* [INSTRUCTIONS]
1. Translate this sentence from the article on the Russian River beach warnings into Spanish: "Instead, the warnings mean that bacteria counts exceed recommended levels, indicating a risk of gastrointestinal illness."
2. Reproduce the article on the Russian River beach warnings word for word, from "Last Modified: Thursday, July" up to and including "weekend, officials said.".

* [SOURCE TEXT]
· · · · ·

Christopher Chung / The Press Democrat
Published: Friday, July 3, 2009 at 3:00 a.m.
Last Modified: Thursday, July 2, 2009 at 1:51 p.m.

High bacteria counts prompted public health warnings Thursday to stay out of the water at popular Russian River beaches in Healdsburg and Monte Rio.

Test results expected today will determine if the warning signs remain at Healdsburg’s Veterans Memorial Beach and Monte Rio Beach heading into the holiday weekend, officials said.

The river is not closed at either beach, as it would be in the case of a sewage spill, said Walter Kruse, Sonoma County Environmental Health director.

Instead, the warnings mean that bacteria counts exceed recommended levels, indicating a risk of gastrointestinal illness.

“It would be basically swim at your own risk,” Kruse said.

“Warning: swimming not advised,” was written on signs in English and Spanish at Memorial Beach.

The twice-weekly tests at 13 points along the river from Cloverdale to Monte Rio do not indicate the source of the bacteria, which could come, for example, from people “stirring up sediment, Kruse said.

Memorial Beach, a county park, happened to be closed Thursday for annual installation of lifeguard stations, buoys marking the swimming area and the summer dam, which creates a swimming lagoon.

· · · · ·

* [DATA EXTRACTS]
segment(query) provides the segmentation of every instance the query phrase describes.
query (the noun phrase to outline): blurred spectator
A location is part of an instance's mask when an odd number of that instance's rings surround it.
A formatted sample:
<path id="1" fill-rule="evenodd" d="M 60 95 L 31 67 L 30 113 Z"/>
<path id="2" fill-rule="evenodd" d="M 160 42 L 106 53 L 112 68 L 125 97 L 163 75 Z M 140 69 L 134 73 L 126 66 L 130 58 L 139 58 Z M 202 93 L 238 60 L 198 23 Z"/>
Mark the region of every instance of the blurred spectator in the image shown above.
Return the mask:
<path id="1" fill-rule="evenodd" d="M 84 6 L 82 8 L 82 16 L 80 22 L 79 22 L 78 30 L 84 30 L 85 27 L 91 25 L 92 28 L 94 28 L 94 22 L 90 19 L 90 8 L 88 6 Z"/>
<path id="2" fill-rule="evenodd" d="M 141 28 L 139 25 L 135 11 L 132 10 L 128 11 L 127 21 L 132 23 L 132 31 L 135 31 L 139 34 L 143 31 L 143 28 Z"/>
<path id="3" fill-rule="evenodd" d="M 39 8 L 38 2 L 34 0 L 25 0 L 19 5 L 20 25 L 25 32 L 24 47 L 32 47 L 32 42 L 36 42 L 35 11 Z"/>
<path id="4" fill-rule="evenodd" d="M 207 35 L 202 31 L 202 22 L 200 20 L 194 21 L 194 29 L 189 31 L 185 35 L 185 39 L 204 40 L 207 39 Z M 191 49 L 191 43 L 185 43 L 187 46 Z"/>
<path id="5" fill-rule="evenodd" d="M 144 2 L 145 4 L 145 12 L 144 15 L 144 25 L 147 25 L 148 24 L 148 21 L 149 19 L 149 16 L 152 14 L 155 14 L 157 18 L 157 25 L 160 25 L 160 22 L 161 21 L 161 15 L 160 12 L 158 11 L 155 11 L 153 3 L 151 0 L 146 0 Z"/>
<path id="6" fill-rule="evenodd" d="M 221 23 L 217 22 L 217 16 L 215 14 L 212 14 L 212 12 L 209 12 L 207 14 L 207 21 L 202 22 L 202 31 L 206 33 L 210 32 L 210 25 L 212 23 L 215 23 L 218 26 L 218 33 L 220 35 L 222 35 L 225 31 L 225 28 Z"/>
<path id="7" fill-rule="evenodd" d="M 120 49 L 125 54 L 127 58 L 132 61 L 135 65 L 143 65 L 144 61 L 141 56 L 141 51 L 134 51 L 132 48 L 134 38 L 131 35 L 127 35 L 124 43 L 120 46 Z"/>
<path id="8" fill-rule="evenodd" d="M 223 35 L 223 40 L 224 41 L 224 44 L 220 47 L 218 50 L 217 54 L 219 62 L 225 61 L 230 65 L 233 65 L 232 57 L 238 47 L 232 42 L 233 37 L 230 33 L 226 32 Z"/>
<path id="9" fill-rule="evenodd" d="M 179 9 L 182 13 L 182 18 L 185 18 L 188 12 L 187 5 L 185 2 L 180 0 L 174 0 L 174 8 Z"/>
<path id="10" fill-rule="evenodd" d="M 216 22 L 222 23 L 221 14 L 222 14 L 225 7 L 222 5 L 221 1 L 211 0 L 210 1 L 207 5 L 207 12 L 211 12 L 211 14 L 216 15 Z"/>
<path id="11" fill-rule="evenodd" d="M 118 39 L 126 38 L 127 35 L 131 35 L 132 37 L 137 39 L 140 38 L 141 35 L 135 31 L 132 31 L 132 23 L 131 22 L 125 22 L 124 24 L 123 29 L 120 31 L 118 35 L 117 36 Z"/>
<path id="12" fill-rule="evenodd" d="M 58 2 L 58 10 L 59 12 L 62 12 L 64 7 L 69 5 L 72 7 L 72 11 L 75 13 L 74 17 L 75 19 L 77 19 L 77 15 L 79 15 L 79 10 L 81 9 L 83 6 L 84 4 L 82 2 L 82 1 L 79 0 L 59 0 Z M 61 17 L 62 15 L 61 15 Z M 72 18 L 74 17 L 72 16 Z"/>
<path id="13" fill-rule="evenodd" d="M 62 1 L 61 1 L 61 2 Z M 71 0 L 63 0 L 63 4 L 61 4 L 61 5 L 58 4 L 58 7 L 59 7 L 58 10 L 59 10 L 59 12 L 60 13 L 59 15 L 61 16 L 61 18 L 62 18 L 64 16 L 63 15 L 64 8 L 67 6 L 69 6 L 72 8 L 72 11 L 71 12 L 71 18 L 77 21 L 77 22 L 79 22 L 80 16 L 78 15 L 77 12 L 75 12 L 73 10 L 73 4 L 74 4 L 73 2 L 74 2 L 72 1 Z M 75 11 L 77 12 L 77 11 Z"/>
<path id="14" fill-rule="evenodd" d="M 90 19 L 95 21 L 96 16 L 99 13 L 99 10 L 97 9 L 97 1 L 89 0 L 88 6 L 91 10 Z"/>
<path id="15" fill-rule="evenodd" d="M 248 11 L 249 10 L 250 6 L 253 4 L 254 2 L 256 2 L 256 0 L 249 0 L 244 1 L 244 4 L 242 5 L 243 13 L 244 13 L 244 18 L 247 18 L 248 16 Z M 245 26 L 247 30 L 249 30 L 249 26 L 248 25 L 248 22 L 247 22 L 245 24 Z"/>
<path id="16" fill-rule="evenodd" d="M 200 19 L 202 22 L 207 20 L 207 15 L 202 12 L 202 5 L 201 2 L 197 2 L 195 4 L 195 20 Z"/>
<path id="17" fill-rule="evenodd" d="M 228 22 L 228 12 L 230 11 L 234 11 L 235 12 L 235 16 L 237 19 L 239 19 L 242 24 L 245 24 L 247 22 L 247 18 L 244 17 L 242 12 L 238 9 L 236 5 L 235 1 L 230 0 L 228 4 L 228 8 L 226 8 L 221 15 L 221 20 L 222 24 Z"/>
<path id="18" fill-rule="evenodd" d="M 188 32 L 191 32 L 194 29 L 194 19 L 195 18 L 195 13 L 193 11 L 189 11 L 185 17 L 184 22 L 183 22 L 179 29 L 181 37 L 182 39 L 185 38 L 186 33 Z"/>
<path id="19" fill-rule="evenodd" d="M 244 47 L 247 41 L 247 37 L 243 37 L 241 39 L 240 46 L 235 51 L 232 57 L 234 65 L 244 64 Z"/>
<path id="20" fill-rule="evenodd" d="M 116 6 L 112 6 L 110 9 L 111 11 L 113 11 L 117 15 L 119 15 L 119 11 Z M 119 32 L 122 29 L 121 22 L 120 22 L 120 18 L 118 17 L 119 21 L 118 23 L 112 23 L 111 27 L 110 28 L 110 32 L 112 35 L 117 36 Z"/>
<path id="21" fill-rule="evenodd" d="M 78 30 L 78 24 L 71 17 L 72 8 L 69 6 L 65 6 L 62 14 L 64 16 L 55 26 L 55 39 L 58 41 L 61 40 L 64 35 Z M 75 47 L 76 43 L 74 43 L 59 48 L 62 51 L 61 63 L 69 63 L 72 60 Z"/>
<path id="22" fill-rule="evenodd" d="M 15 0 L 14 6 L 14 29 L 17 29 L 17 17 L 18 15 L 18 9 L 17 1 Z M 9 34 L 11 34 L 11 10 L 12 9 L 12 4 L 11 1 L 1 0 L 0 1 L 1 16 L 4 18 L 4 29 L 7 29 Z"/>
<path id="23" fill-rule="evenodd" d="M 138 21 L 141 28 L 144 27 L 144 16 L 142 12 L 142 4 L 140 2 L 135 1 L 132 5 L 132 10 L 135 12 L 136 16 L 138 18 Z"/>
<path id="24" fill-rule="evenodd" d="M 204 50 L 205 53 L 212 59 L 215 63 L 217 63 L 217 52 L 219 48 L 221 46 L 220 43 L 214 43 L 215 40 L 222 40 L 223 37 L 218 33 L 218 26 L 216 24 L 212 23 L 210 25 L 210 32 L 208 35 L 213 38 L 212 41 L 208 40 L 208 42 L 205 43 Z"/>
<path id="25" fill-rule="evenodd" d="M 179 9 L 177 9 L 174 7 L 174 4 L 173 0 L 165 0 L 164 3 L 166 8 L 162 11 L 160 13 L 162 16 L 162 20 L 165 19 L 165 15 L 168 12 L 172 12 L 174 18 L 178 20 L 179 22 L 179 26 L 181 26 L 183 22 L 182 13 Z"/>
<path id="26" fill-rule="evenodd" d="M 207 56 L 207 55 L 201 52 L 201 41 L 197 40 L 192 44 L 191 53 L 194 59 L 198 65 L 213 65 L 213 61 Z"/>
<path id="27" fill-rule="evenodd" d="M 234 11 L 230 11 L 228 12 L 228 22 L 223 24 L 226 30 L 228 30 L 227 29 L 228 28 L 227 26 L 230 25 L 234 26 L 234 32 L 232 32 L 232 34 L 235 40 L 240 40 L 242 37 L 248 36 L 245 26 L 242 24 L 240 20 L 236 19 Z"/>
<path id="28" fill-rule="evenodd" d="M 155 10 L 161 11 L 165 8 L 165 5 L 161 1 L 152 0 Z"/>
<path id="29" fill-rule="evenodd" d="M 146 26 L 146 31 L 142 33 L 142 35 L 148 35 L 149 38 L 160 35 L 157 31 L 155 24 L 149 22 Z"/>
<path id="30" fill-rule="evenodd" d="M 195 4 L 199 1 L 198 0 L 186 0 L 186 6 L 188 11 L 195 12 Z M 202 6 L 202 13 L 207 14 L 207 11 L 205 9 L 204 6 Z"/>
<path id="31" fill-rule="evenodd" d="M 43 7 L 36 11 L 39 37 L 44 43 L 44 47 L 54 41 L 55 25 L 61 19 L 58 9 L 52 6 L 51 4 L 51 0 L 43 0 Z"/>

· · · · ·

* [COMPLETED EXERCISE]
1. En cambio, las advertencias significan que los recuentos de bacterias superan los niveles recomendados, lo que indica un riesgo de enfermedades gastrointestinales.

2.
Last Modified: Thursday, July 2, 2009 at 1:51 p.m.

High bacteria counts prompted public health warnings Thursday to stay out of the water at popular Russian River beaches in Healdsburg and Monte Rio.

Test results expected today will determine if the warning signs remain at Healdsburg’s Veterans Memorial Beach and Monte Rio Beach heading into the holiday weekend, officials said.